• _ЦЕЛЬ ЗАДАНИЯ_:
Продолжите приведенный ниже отрывок об обращении Суворова с крепостными крестьянами, который идет перед материалом. Начните сразу после его последнего предложения.

Запретная правда о русских: два народа Буровский Андрей
Насчет чашки и ложки мужики, скорее всего, «загнули», – очень уж им не хотелось покупать рекрута, тратить денежки, если можно сдать «негодного» односельчанина.
Староста был грамотный, все как есть отписал А.В. Суворову. И получил ответ, от которого не один день поеживался… Суворов принял решение прямое, как его героические переходы, простое и крутое, как штурм Измаила: пусть деревня построит бобылю избу, заведет ему хозяйство. Жены нет?! Как это нет – пусть староста выдаст за него свою дочку! Чтоб не писал староста барину, чего не надо, и чтобы поделился своим относительным богатством, помог экономически подняться еще одному плательщику оброка.
Однажды Суворов приехал в свое имение. Собирал грибы, ходил в церковь, беседовал со стариками – в общем, был с крестьянами прост и доступен, как и с солдатами… Только вот все абсолютно распоряжения управляющего он подтвердил. Полностью. Крестьяне-то бросились к барину, жалуясь на притеснения и несправедливости. Суворов же разбираться не стал, отказался «вникать». Даже добавил кое-что….
Оказалось, в Ундоле скопилось много холостых парней, «бобылей». В те времена для ведения полноценного хозяйства нужны были и мужские, и женские руки, и бобыли наносили ущерб – и самим себе, и крестьянской общине, и барину. Суворов действовал решительно и энергично. Для начал велел собрать бобылей:
– Почему не женаты?!
– Невест не хватает, батюшка…
Невест и правда не хватало. По неизвестной причине в соседних деревнях было больше девиц на выданье, а вот в Ундоле – избыток парней. Эти девицы принадлежали другим помещикам, они денег стоили, и их неохотно выдавали замуж за ундольских…
– Купить невест! – велел Суворов.
На первой же ярмарке на деньги Суворова купили невест. К приезду невест Суворов велел священнику облачиться, собрал бобылей и ждать возле церкви… Вот едут телеги, везут невест.
– Здорово, невесты! – кричит Суворов.
Что отвечают девицы, история умалчивает.
– С телег долой! По росту стройся! – опять командует великий полководец.
Невесты построились по росту, так же по росту построились и женихи.
– Невесты, под руки женихов бе-ери! В церковь шагом арш!
Что характерно, священник все это безобразие венчал. А у молодоженов после венца возникла одна-единственная проблема: не все запомнили в лицо своих мужей и жен. Но из положения вышли легко: опять построились по росту, и сразу все стало понятно.
Легко найти разницу между поступками Суворова и Салтычихи. Но в главном эта кошмарная баба и Суворов действуют одинаково. Русские туземцы для них – только лишенные права на личное отношение к чему-то средство решать проблемы и удовлетворять желания помещика. Салтычиха хотела пытать и убивать. Ширятин – разводить борзых собак. Суворов хотел наладить приносящее доход хозяйство. Лично он не был злобен и жесток, скорее снисходителен и добр. Но отношение принципиально то же самое.

• _ФРАГМЕНТ ДАННЫХ_:
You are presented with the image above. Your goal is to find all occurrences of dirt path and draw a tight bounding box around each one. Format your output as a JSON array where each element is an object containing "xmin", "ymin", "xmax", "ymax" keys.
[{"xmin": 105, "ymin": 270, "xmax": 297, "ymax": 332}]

• _ОТВЕТ_:
В какой степени бесправны были крепостные, показывает распространение в XVIII – начале XIX века крепостных гаремов. Явление это совсем не такое редкое, как может показаться. Известна анекдотическая, но совершенно реальная история, когда в 1812 году, во время встреч Александра I с московским дворянством и купцами, некий помещик в пылу патриотического энтузиазма закричал царю: «Государь, всех бери – и Наташку, и Машку, и Парашу!» Это возложение гарема на алтарь Отечества легко счесть эксцессом… Но за этим эксцессом стоят достаточно страшные явления.
Известный мемуарист Я.М. Неверов описывает, как функционировал гарем в доме его родственника, помещика П.А. Кошкарова.
«…У Петра Алексеевича был гарем… 12–15 молодых и красивых девушек занимали целую половину дома и предназначались только для прислуги Кошкарова; вот они-то и составляли то, что я назвал гаремом… Собственно женская половина барского дома начиналась гостиной… Здесь же обыкновенно проводили время все члены семьи и гости, и здесь стояло фортепиано. У дверей гостиной, ведущей в зал, стоял, обыкновенно, дежурный лакей, а у противоположных дверей, ведущих в спальню Кошкарова, – дежурная девушка, и как лакей не мог переступить порог спальни, так и девушка не могла перешагнуть порог зала… Не только дежурный лакей или кто-то из мужской прислуги, но даже мужские члены семьи или гости не могли пройти далее дверей, охраняемых дежурной девушкой… Обыкновенно вечером, после ужина, дежурная девушка, по его приказанию, объявляла громко дежурному лакею: «барину угодно почивать», что было знаком для всей семьи расходиться по своим комнатам… а лакеи вносили тотчас в гостиную с мужской половины простую деревянную кровать и, поставив ее посреди комнаты, тотчас удалялись, а дверь из гостиной в зал запиралась, и девушки из спальной выносили пуховик, одеяло и прочие принадлежности для постели Кошкарова, который в это время совершал вечернюю молитву по молитвеннику, причем дежурная держала свечу, а в это время все девушки вносили свои койки и располагали их вокруг кровати Кошкарова, так как все непременно должны были, кроме Матрены Ивановны, начальницы гарема, спать в одной с Кошкаровым комнате… Раз в неделю Кошкаров отправлялся в баню, и его туда должны были сопровождать все обитательницы его гарема, и нередко те из них, которые еще не успели, по недавнему нахождению в этой среде, усвоить все ее взгляды и в бане старались спрятаться из стыдливости, – возвращались из бани битыми».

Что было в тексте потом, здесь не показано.